### Text for analysis
::::::::

Four clinical variants of ATL have been described: acute, lymphoma-type (lymphomatous), chronic and smoldering; these appear to have differing genomic alterations and varying clinical courses, and may require different treatment.
The treatment of ATL is discussed here. The epidemiology, pathogenesis, clinical features, pathology, and diagnosis of ATL are discussed separately. (See "Clinical manifestations, pathologic features, and diagnosis of adult T cell leukemia-lymphoma".)
INDICATIONS FOR TREATMENT — As mentioned above, there are four clinical variants of ATL: acute, lymphoma-type, chronic, and smoldering [1,2]. These differ greatly in their presentation and prognosis. Therapy is usually offered to patients with acute, lymphoma-type, or unfavorable chronic type ATL while patients with typical chronic or smoldering ATL are observed initially. This is principally because conventional chemotherapy does not appear to improve the survival of patients with chronic or smoldering ATL [3,4]. The five-year survival rate of patients with chronic and smoldering ATL was 47 percent in one study .
As an example, a retrospective evaluation of 26 patients with smoldering ATL reported that 14 (54 percent) were alive without tumor progression at median follow-up of 6.5 years . For those who died, the median time to transformation to a more aggressive variant was 38 months.
In contrast, most patients with acute or lymphoma-type ATL have a survival without treatment measured in days to weeks. A brief description of the clinical variants of ATL is given below. This is described in more detail separately. (See "Clinical manifestations, pathologic features, and diagnosis of adult T cell leukemia-lymphoma".)
PRETREATMENT EVALUATION — The pretreatment evaluation both determines the bulk of disease and provides information about the individual's comorbidities that are likely to have an impact on treatment options. In addition to a history and physical examination, it is our practice to perform the following pretreatment studies in patients with ATL :
General approaches to the diagnostic work-up and staging of non-Hodgkin lymphoma are presented separately (table 1). (See "Clinical presentation and diagnosis of non-Hodgkin lymphoma" and "Initial evaluation and staging of non-Hodgkin lymphoma".)
Overview — Patients with acute, lymphomatous, or unfavorable chronic type ATL progress quickly without treatment and have a median overall survival measured in months. Treatment of these variants has been challenging since the tumor cells have an intrinsic resistance to most chemotherapeutic agents and because the patients have an underlying immunocompromised state associated with their HTLV-1 infection. Cell-mediated immunity is impaired in ATL patients while humoral immunity remains intact.
The greatest experience with ATL comes from the Japan Clinical Oncology Group (JCOG). The best treatment for these patients is unclear and patients should be enrolled in clinical trials whenever possible. However, for patients who are not eligible for a clinical trial or for those who do not wish to participate in a trial, we offer the following guidelines. Combination chemotherapy, as described in the next section, is the main treatment option [6,11]. When added to conventional therapy, the defucosylated humanized anti-CCR4 antibody mogamulizumab appears to improve response rates and progression-free survival, but is not widely available outside of Japan. Autologous hematopoietic cell transplantation (HCT) does not appear to be effective. Allogeneic HCT may be appropriate for patients with a related or unrelated donor.

::::::::

### Provided data

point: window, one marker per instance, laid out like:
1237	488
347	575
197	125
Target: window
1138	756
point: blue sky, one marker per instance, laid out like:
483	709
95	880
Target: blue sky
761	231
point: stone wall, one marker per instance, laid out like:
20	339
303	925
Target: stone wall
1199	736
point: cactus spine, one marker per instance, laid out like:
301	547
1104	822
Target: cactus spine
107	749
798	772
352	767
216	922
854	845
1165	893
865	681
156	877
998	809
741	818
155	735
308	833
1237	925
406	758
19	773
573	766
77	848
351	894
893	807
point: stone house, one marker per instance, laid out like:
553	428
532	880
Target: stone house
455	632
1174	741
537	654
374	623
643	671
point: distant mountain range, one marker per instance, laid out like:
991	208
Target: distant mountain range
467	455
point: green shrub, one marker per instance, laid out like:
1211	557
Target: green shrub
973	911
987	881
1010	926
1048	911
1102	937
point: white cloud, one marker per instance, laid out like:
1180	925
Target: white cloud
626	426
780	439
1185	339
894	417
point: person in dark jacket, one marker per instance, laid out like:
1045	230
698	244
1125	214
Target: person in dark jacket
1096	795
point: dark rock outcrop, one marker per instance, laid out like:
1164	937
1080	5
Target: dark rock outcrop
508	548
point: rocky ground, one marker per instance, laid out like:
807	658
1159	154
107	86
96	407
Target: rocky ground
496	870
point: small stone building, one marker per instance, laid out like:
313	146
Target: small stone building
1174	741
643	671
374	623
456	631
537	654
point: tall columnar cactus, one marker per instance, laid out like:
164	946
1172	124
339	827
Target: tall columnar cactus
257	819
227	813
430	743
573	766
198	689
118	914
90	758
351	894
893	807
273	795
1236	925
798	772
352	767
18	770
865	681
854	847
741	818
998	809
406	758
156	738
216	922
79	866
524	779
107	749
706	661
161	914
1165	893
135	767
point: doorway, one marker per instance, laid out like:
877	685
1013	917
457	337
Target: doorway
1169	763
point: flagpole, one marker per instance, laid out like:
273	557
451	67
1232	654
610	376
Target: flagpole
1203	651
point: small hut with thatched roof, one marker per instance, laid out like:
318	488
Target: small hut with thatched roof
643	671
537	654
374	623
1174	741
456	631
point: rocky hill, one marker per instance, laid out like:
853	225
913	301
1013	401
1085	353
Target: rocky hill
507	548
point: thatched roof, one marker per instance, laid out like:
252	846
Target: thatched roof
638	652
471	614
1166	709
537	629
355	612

::::::::

### Required action 1
In the text on treating adult T cell leukemia-lymphoma, what five-year survival rate did one study report for patients with chronic and smoldering ATL?
### Required action 2
Transcribe the stretch from "Four clinical variants of ATL have" through "require different treatment." in the text on treating adult T cell leukemia-lymphoma.
### Required action 3
Write the next part of the text on treating adult T cell leukemia-lymphoma, starting after its final sentence.
The records bear no relation to the text on treating adult T cell leukemia-lymphoma.

### Result 1
47 percent

### Result 2
Four clinical variants of ATL have been described: acute, lymphoma-type (lymphomatous), chronic and smoldering; these appear to have differing genomic alterations and varying clinical courses, and may require different treatment.

### Result 3
Multiagent regimens — The optimal chemotherapy combination for patients with ATL is unclear and many intensive regimens have been investigated [3,12-17]. Patients may initially respond to treatment with combination chemotherapy regimens devised for advanced, aggressive NHL, but relapses are common . The median survival time for patients with acute, lymphoma-type, or unfavorable chronic type ATL treated in prospective trials that employed multiagent chemotherapy has ranged from 5 to 13 months.
Of those evaluated in prospective trials, the regimen that appears to result in the longest median survival is VCAP-AMP-VECP (also known as LSG15), which includes treatment with vincristine, cyclophosphamide, doxorubicin, prednisone, ranimustine, vindesine, etoposide, and carboplatin . The use of VCAP-AMP-VECP is supported by prospective phase II and III trials [16,17]:
All patients with acute, lymphoma-type, or unfavorable chronic type ATL should be treated with combination chemotherapy. Given a 10 to 25 percent risk for involvement of the central nervous system (CNS) at diagnosis or relapse, we recommend that all patients receive intrathecal chemotherapy for CNS prophylaxis [20,21]. The evidence supporting this recommendation is discussed elsewhere. (See "Secondary involvement of the central nervous system by non-Hodgkin lymphoma".)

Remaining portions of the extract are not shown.